Data extracted from a collection:
----
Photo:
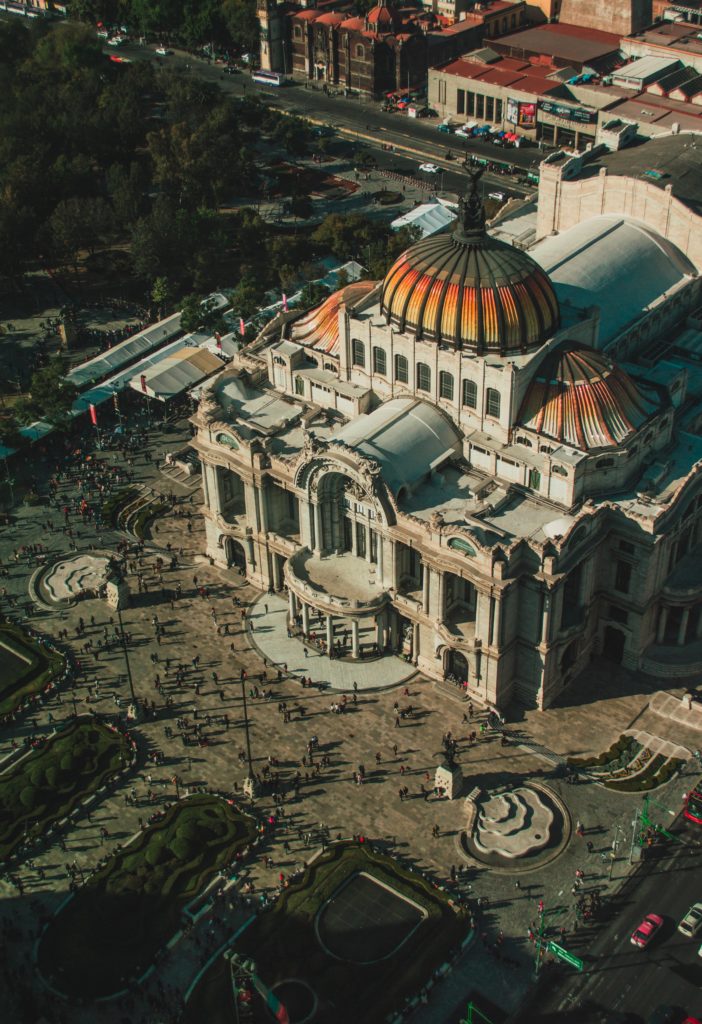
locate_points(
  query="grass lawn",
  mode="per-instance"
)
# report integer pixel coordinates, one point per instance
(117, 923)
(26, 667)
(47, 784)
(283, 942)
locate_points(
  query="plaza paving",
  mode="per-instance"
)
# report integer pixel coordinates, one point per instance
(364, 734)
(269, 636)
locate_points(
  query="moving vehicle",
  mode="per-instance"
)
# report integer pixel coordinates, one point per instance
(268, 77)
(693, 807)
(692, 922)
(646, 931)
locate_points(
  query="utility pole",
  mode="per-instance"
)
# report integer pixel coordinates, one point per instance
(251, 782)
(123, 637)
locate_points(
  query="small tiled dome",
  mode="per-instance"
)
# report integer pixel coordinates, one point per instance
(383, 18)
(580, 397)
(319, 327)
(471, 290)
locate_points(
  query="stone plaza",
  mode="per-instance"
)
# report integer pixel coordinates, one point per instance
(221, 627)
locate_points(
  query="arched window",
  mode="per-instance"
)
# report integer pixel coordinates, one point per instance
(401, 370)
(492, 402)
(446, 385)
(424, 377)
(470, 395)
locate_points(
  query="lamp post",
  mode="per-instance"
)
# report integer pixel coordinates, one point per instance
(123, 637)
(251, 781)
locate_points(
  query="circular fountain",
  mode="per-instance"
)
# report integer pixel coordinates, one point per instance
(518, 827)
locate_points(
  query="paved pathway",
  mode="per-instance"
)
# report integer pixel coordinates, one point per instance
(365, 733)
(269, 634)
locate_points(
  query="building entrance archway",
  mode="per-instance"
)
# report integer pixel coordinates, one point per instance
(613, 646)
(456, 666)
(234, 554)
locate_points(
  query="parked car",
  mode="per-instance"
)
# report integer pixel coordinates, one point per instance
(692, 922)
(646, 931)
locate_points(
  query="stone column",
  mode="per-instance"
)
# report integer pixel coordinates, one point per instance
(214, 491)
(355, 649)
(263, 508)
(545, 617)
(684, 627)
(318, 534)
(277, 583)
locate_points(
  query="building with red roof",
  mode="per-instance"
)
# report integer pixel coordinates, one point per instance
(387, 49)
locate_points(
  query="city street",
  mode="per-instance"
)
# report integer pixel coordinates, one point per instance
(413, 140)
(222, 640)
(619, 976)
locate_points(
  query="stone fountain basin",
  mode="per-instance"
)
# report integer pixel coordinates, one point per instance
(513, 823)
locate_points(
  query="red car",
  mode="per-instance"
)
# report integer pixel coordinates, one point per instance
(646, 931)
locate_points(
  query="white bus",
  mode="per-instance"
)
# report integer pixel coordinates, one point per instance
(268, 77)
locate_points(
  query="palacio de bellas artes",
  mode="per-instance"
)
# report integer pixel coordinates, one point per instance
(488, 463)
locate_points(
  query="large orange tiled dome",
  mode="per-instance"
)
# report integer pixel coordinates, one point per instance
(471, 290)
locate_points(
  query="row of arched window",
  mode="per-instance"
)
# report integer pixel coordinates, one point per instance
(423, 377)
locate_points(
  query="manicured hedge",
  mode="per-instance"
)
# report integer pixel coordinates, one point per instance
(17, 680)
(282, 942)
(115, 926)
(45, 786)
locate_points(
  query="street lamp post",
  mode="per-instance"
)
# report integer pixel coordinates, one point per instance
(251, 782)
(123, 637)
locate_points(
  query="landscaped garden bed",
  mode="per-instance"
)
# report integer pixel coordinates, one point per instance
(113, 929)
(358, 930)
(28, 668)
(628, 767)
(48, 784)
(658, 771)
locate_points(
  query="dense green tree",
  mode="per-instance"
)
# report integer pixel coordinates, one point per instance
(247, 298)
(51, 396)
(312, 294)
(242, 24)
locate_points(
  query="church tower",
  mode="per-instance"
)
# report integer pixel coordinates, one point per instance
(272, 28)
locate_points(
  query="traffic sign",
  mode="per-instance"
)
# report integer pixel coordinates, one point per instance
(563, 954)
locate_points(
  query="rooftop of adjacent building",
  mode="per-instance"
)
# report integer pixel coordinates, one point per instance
----
OBJECTIVE:
Set down the lines of the records above exactly, apart from the pictures.

EXERCISE RESPONSE:
Photo:
locate_points(
  query="grass lawn",
  mode="per-instance"
)
# report integer pixel coordinates, one point per instance
(117, 923)
(26, 667)
(47, 784)
(283, 942)
locate_points(
  query="plaza paving",
  mode="per-instance"
)
# report integer pixel coordinates, one point per instance
(364, 734)
(269, 636)
locate_points(
  query="moving vehicle",
  mode="per-instance"
)
# report integer pixel coordinates, one point per instance
(268, 77)
(693, 807)
(692, 922)
(646, 931)
locate_points(
  query="utility pole",
  mode="per-instance"
)
# report integer pixel coordinates, one point per instance
(251, 782)
(123, 637)
locate_points(
  query="small tiled dome",
  mode="per-instance"
)
# report integer pixel coordinates, one point per instance
(383, 18)
(580, 397)
(319, 327)
(471, 290)
locate_points(
  query="stone plaza",
  mode="per-instance"
)
# report integer pixel coordinates, one point per instance
(221, 627)
locate_points(
  query="arched window",
  mode="per-instance"
)
# report integer pixel coordinates, one point per instance
(401, 370)
(492, 402)
(446, 385)
(424, 377)
(470, 395)
locate_points(
  query="lamp post",
  mode="per-instance"
)
# report integer pixel coordinates, one point per instance
(123, 637)
(251, 781)
locate_points(
  query="circular fountain",
  mode="per-instance"
)
# report integer pixel coordinates, one point per instance
(518, 827)
locate_points(
  query="paved pathway",
  mode="per-instance"
)
# report integer pixel coordinates, one point per instance
(365, 733)
(269, 634)
locate_points(
  query="building entrance archway",
  mode="per-instance"
)
# report integer pixel coordinates, one point per instance
(613, 646)
(456, 666)
(234, 554)
locate_points(
  query="parked car",
  mode="per-instance"
)
# report integer pixel coordinates, one point per instance
(692, 922)
(646, 931)
locate_points(
  query="stone column",
  mode="per-instance"
)
# report integer pixel coordinates, one point per instance
(214, 491)
(355, 649)
(263, 508)
(545, 617)
(684, 627)
(318, 534)
(277, 583)
locate_points(
  query="building with red roof",
  mode="per-instance"
)
# report integer pixel coordinates, one point per instance
(387, 49)
locate_points(
  query="city street",
  mode="per-instance"
)
# report integer pixel coordinates, one point per instance
(413, 140)
(222, 640)
(619, 976)
locate_points(
  query="stone fountain basin",
  mode="per-instance"
)
# report integer pixel coordinates, one point per instance
(513, 823)
locate_points(
  query="red car",
  mode="per-instance"
)
# report integer pixel coordinates, one point per instance
(646, 931)
locate_points(
  query="white bus",
  mode="per-instance"
)
# report integer pixel coordinates, one point per instance
(268, 77)
locate_points(
  query="palacio de bellas artes",
  mode="per-instance"
)
# report integer pixel coordinates, one point per instance
(488, 463)
locate_points(
  query="large orange tiled dome",
  mode="per-instance"
)
# report integer pixel coordinates, one point per instance
(471, 290)
locate_points(
  query="row of arched window",
  mode="per-instance"
)
# report integer pixel coordinates, one point per instance
(423, 377)
locate_points(
  query="manicured hedge",
  mode="per-instance"
)
# report integer pixel coordinates, one point per instance
(17, 680)
(282, 942)
(115, 926)
(45, 786)
locate_points(
  query="street lamp post",
  mode="per-instance"
)
# report integer pixel coordinates, one point per instance
(251, 782)
(123, 637)
locate_points(
  query="landscaped garden bed",
  mode="per-instance"
)
# report integer pixel coordinates, one point per instance
(113, 929)
(358, 930)
(28, 668)
(628, 767)
(48, 784)
(658, 771)
locate_points(
  query="dense green tree",
  mode="per-instance"
)
# report integer pixel coordinates, one point per instance
(247, 298)
(51, 396)
(312, 294)
(242, 24)
locate_points(
  query="church tower",
  mode="per-instance"
)
# report integer pixel coordinates, one point per instance
(272, 28)
locate_points(
  query="traffic sign",
  mode="per-instance"
)
# report integer pixel coordinates, one point per instance
(563, 954)
locate_points(
  query="rooftop of adjacent building",
  mode="per-instance"
)
# report integer pixel coordinates, one point per instance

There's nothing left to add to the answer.